#### [Your objective]
Copy every line of the records below, from the start up to and including the line with "[281,223,292,243]", and adjust each bounding-box coordinate in the answers by -80. Please leave the pictures out.
=====
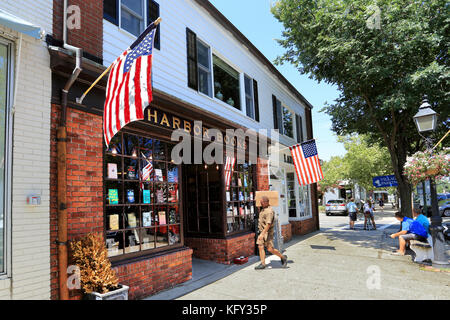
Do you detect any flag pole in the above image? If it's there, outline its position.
[76,17,162,104]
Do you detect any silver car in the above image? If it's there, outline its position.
[325,199,347,216]
[439,201,450,217]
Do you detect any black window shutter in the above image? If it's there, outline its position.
[186,28,198,90]
[103,0,119,26]
[295,114,303,142]
[277,99,284,134]
[253,79,259,122]
[147,0,161,50]
[272,95,280,129]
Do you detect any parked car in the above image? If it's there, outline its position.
[439,201,450,217]
[325,199,347,216]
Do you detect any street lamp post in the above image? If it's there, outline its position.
[414,96,448,267]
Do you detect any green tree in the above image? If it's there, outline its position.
[272,0,450,214]
[338,136,392,191]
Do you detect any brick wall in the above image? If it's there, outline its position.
[53,0,103,58]
[256,158,269,191]
[50,105,192,300]
[0,26,51,300]
[184,233,255,264]
[50,105,103,299]
[114,249,192,299]
[281,223,292,243]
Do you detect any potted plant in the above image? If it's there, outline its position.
[70,234,129,300]
[403,151,450,186]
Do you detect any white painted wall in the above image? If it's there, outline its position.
[0,0,53,34]
[0,0,53,299]
[103,0,306,145]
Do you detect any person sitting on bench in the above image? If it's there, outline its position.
[391,211,427,256]
[413,206,430,237]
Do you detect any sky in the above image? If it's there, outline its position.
[210,0,345,160]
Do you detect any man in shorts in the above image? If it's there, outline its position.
[255,197,287,270]
[391,212,427,256]
[347,198,358,230]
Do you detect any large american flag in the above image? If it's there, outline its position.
[103,23,156,146]
[289,140,323,185]
[225,156,236,190]
[141,153,153,189]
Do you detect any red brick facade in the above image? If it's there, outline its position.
[114,248,192,299]
[50,105,103,299]
[50,105,192,299]
[53,0,103,58]
[185,233,255,264]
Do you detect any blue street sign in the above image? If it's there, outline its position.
[372,175,398,188]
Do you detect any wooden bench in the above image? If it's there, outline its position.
[409,235,434,262]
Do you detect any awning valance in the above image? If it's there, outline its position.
[0,9,41,39]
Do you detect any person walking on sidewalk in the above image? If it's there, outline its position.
[347,198,358,230]
[255,196,287,270]
[364,200,377,230]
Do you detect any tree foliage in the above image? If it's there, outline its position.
[272,0,450,215]
[319,135,392,191]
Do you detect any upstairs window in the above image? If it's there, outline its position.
[120,0,145,37]
[197,40,212,97]
[213,55,241,110]
[283,106,294,138]
[103,0,160,49]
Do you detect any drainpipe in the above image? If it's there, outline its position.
[56,0,83,300]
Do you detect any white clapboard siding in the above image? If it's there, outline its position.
[103,0,306,145]
[0,0,53,34]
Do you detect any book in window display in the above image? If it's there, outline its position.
[158,211,166,225]
[127,189,135,203]
[127,166,136,180]
[142,211,152,227]
[142,190,151,204]
[108,163,117,179]
[169,208,178,224]
[109,214,119,230]
[108,189,119,204]
[155,169,164,182]
[168,185,178,202]
[127,212,136,228]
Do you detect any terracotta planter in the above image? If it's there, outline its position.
[425,168,439,176]
[85,284,130,300]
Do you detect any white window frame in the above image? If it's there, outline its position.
[0,37,15,279]
[242,73,256,120]
[197,37,214,98]
[281,103,296,139]
[211,50,244,113]
[285,165,312,221]
[118,0,148,38]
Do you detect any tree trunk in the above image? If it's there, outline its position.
[388,139,412,218]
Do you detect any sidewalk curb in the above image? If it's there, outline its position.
[141,230,321,300]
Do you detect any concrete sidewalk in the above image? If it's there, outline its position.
[174,225,450,300]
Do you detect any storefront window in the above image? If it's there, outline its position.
[213,55,241,110]
[225,163,256,234]
[283,107,294,138]
[286,172,297,218]
[286,172,312,218]
[104,133,182,257]
[0,43,10,273]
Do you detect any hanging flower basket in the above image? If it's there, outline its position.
[403,151,450,186]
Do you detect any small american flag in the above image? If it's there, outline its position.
[103,23,156,146]
[141,154,153,189]
[289,140,323,186]
[225,156,236,190]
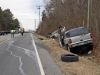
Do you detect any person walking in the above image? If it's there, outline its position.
[21,30,24,36]
[10,30,14,38]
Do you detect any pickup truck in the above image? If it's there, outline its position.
[60,27,93,54]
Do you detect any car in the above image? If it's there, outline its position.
[60,27,93,54]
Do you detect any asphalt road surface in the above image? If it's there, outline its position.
[0,33,64,75]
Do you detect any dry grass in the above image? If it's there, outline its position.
[35,34,100,75]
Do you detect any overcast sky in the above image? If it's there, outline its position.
[0,0,44,30]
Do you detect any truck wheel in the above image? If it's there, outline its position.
[61,54,79,62]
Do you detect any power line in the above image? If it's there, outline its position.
[37,5,42,30]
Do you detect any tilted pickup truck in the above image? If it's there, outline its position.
[60,27,93,54]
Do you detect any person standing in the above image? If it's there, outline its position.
[21,30,24,36]
[10,30,14,38]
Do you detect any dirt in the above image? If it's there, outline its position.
[35,34,100,75]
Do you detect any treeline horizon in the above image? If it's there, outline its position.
[37,0,100,46]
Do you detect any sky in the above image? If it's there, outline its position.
[0,0,46,30]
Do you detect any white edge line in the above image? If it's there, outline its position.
[30,33,45,75]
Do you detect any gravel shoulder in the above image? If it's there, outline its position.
[34,34,100,75]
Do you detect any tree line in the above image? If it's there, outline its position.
[0,7,20,31]
[37,0,100,46]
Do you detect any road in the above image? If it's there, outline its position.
[0,33,64,75]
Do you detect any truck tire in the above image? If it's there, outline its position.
[61,54,79,62]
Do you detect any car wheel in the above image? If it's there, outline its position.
[61,54,79,62]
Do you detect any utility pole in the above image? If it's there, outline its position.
[37,6,41,30]
[34,19,36,29]
[87,0,92,30]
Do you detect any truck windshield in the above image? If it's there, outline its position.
[69,28,89,37]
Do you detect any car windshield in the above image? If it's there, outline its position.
[69,28,89,37]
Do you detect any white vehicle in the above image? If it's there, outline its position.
[61,27,93,53]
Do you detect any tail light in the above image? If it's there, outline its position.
[68,39,72,44]
[90,34,93,39]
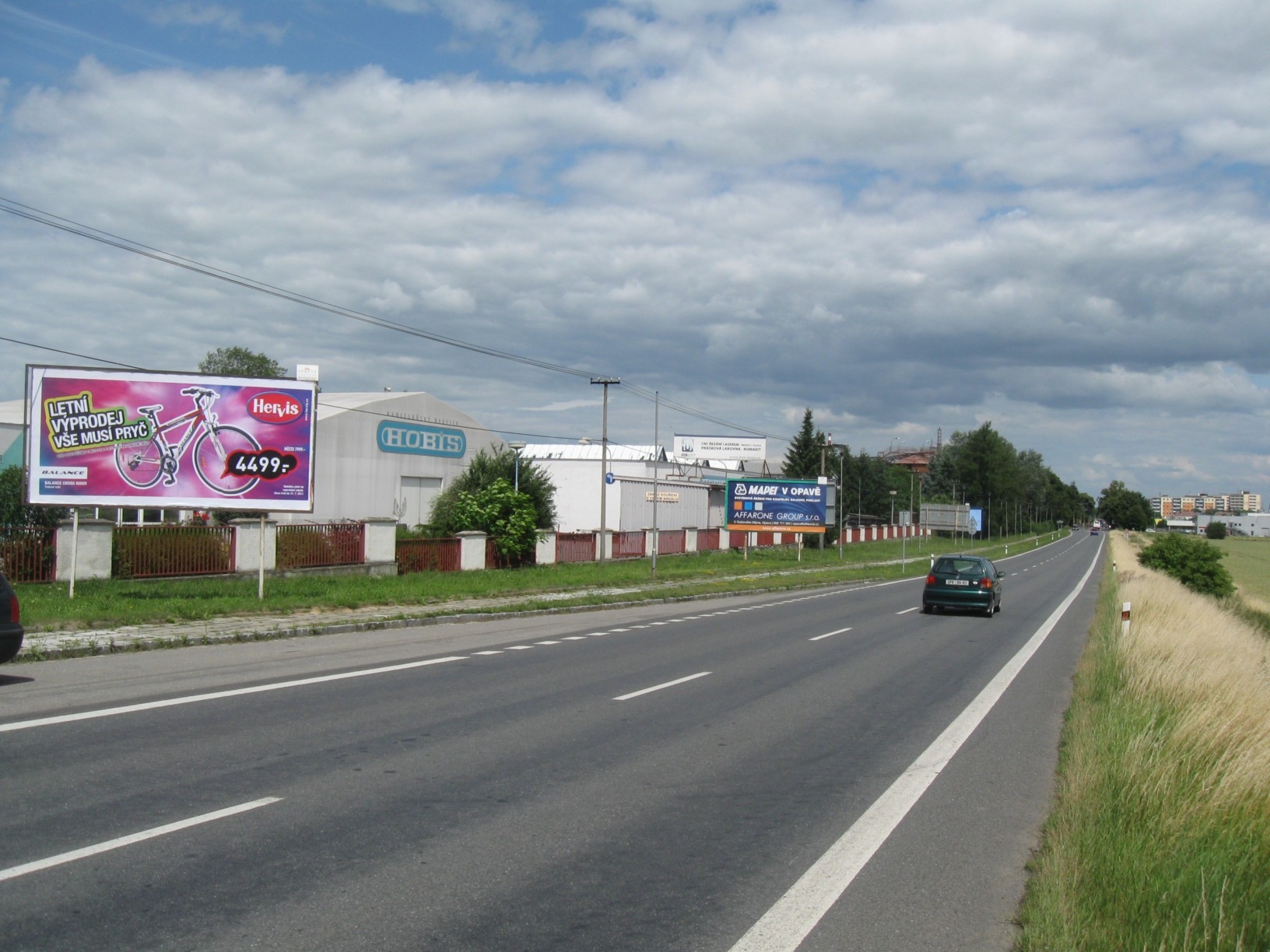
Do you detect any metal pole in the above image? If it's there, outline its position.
[255,513,264,602]
[653,390,661,579]
[591,377,621,565]
[67,508,79,598]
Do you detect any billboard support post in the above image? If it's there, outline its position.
[67,506,79,598]
[255,513,265,602]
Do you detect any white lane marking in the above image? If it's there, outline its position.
[613,671,711,701]
[730,543,1097,952]
[808,628,851,641]
[0,655,468,733]
[0,797,282,882]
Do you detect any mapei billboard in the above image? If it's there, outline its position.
[26,366,318,513]
[728,478,830,532]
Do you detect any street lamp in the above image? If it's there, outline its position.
[591,377,621,565]
[507,439,524,492]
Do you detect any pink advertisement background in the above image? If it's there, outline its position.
[30,368,315,512]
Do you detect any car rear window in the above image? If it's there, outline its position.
[935,558,987,575]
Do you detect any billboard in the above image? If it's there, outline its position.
[728,478,830,532]
[675,434,767,460]
[922,502,983,533]
[26,366,318,513]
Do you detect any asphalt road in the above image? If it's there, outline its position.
[0,536,1101,952]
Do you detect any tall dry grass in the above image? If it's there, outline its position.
[1019,536,1270,952]
[1111,538,1270,822]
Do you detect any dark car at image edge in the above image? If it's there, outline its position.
[0,571,26,664]
[922,554,1006,618]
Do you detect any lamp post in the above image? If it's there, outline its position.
[507,439,524,492]
[591,377,621,565]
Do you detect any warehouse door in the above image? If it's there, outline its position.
[396,476,440,530]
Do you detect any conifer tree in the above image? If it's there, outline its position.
[785,408,826,480]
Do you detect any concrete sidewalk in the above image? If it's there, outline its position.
[14,558,893,663]
[16,586,667,663]
[14,541,995,663]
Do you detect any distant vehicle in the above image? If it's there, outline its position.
[0,571,26,664]
[922,555,1006,618]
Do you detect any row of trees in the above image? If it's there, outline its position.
[785,409,1097,536]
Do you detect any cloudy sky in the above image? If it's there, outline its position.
[0,0,1270,495]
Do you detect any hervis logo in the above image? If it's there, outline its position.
[374,420,468,460]
[247,394,305,422]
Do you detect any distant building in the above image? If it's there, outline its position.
[1151,490,1261,519]
[521,443,742,532]
[1195,513,1270,538]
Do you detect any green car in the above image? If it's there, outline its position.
[922,555,1006,618]
[0,572,26,664]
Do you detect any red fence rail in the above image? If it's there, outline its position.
[275,522,366,569]
[556,532,595,562]
[111,526,233,579]
[396,538,462,575]
[0,526,57,581]
[657,530,689,555]
[613,532,644,558]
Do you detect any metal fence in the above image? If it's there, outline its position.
[728,530,776,548]
[613,532,644,558]
[556,532,595,562]
[0,527,57,581]
[657,530,689,555]
[275,522,366,569]
[396,538,462,575]
[111,526,233,579]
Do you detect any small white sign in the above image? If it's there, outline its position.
[675,436,767,460]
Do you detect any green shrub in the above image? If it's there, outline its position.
[1138,533,1234,598]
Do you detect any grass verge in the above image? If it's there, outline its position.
[16,534,1051,632]
[1016,537,1270,952]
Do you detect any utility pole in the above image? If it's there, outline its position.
[591,377,621,565]
[653,390,661,579]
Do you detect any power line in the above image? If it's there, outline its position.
[0,195,788,442]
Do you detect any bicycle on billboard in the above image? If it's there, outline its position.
[114,387,261,496]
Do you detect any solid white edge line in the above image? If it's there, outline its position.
[0,655,468,733]
[613,671,710,701]
[0,797,282,882]
[730,543,1101,952]
[808,628,851,641]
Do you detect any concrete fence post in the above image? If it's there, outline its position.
[533,530,555,565]
[458,530,488,572]
[56,518,114,581]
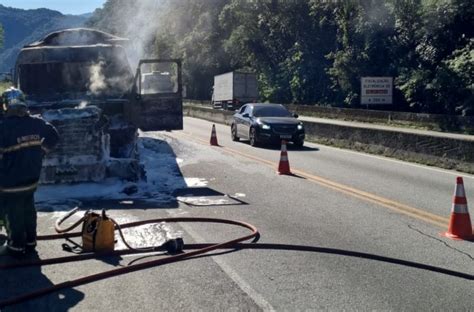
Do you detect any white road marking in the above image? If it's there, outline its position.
[167,210,276,311]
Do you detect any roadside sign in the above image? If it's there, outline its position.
[360,77,393,105]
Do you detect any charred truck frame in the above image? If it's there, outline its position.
[13,28,183,183]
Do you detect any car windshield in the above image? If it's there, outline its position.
[253,106,291,117]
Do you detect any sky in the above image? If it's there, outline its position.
[0,0,106,15]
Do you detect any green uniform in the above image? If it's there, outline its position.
[3,192,37,252]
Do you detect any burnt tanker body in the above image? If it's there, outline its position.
[14,28,183,183]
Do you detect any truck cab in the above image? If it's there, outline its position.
[13,28,183,183]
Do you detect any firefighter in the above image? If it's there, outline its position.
[0,87,59,256]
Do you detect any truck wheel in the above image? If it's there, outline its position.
[230,124,240,142]
[249,128,258,146]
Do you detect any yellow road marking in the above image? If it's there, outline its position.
[177,131,449,228]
=====
#### [The answer]
Do you detect any flag pole in the above image? If it's there, outline its position.
[-4,-63,82,24]
Do you detect any silver car in the above image? If it's there, outline its position.
[245,119,267,136]
[359,121,370,137]
Do you detect any black window shutter in the above image? If it's there, outline its position.
[106,-52,118,10]
[23,-80,39,-54]
[215,34,223,62]
[197,19,204,54]
[173,-1,179,42]
[67,-80,81,-30]
[192,15,200,49]
Do you detect any parked car in the above image? If it's there, outline its position.
[359,121,370,137]
[245,119,267,136]
Do you detect any street lamp post in the above image? If it's there, outline its position.
[334,16,368,187]
Do you detect any green tree in the above image? If it's there, outline its position.
[192,-80,370,134]
[258,56,312,111]
Do you detect any brick wall in the above image? If it's there, outline its position.
[-27,-80,23,-22]
[176,78,189,111]
[-30,25,112,220]
[-80,-54,-29,220]
[104,153,175,184]
[-30,25,23,219]
[34,169,112,219]
[201,143,212,163]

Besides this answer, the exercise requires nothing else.